Essas idéias se baseiam em um profundo desprezo do filósofo pelas massas trabalhadoras. "Nos tempos modernos, escreveu ele, não é o homem ávido de arte, mas sim o escravo, quem determina as idéias gerais". "Fantasmas como os da dignidade do homem e da dignidade do trabalho são os frutos mesquinhos de uma escravidão que se esconde de si mesma. Desventurados tempos estes em que o escravo emprega tais conceitos, em que se excita a meditar sobre si mesmo e, mais que isso, desditosos sedutores, estes que puseram a perder o estado de inocência do escravo com os frutos da árvore do conhecimento!" (11).

"Uma cultura superior, escreveu ele, só pode surgir onde existam duas castas distintas no seio da sociedade: a dos trabalhadores e a dos ociosos, capacidade para desfrutar verdadeiramente de seu ócio; ou, para dizê-lo com palavras mais fortes, a casta do trabalho forcado e a do trabalho livre" (12).
Nietzsche só via uma saída para essa situação — saída que se tornou uma trágica realidade três décadas depois da morte do filósofo, com o nazismo: "a manutenção do estado militar é o último e supremo recurso para assumir ou manter a grande tradição com vistas ao tipo superior de homem, ao tipo de homem forte" (13).

Tarefas a cumprir:
**a.** Diga se cada afirmação concorda com o trecho sobre Nietzsche, respondendo sim ou não e citando as palavras do trecho que decidem: (i) Nietzsche afirmava que uma cultura superior exige duas castas distintas na sociedade; (ii) o nazismo surgiu uma década após a morte do filósofo; (iii) Nietzsche via a dignidade do trabalho como um valor elevado.
**b.** Escreva a continuação do trecho sobre Nietzsche em um parágrafo, começando logo após a última frase apresentada.
As linhas a seguir vêm de outra fonte.

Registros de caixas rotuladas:
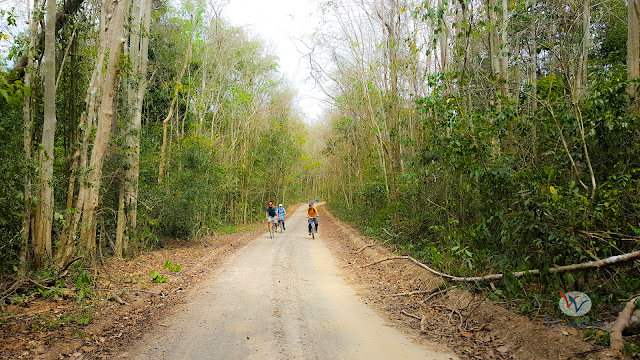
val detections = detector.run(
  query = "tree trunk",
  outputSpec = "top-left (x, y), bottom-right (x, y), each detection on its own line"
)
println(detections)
top-left (19, 0), bottom-right (40, 272)
top-left (115, 181), bottom-right (127, 259)
top-left (573, 0), bottom-right (591, 101)
top-left (116, 0), bottom-right (151, 251)
top-left (80, 0), bottom-right (128, 256)
top-left (34, 0), bottom-right (56, 268)
top-left (627, 0), bottom-right (640, 102)
top-left (158, 18), bottom-right (194, 183)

Respostas por tarefa:
**a.**
(i) Sim: "só pode surgir onde existam duas castas distintas no seio da sociedade".
(ii) Não: "três décadas depois da morte do filósofo".
(iii) Não: "Fantasmas como os da dignidade do homem e da dignidade do trabalho são os frutos mesquinhos de uma escravidão que se esconde de si mesma".

**b.**
Não é preciso frisar o caráter elitista e ultra-reacionário dessas idéias. Elas surgiram numa conjuntura particularmente ameaçadora para as classes dominantes européias, e refletem seus temores. A reação filosófica à Revolução Francesa já havia acentuado a religião, o elitismo e o subjetivismo como refúgios seguros contra ideologias que, pregando o progresso técnico e social como caminhos para a felicidade humana, mobilizavam as massas contra os privilégios da elite. Essas idéias, contudo, precisaram esperar pelo crescimento das lutas operárias, na primeira metade do século XIX, para aumentar seu prestígio entre a burguesia. As idéias de Nietzsche refletem esse recuo obscurantista, são sua expressão mais acabada. Esse recuo está sinalizado já no começo do século passado, quando Augusto Comte, o fundador da sociologia, elogiou a obra de Joseph De Maistre, um crítico reacionário da Revolução Francesa, e criticou Saint-Simon, queixando-se de sua "disposição revolucionária", com a "qual estou e devo estar em absoluta oposição", disse o fundador do positivismo (14).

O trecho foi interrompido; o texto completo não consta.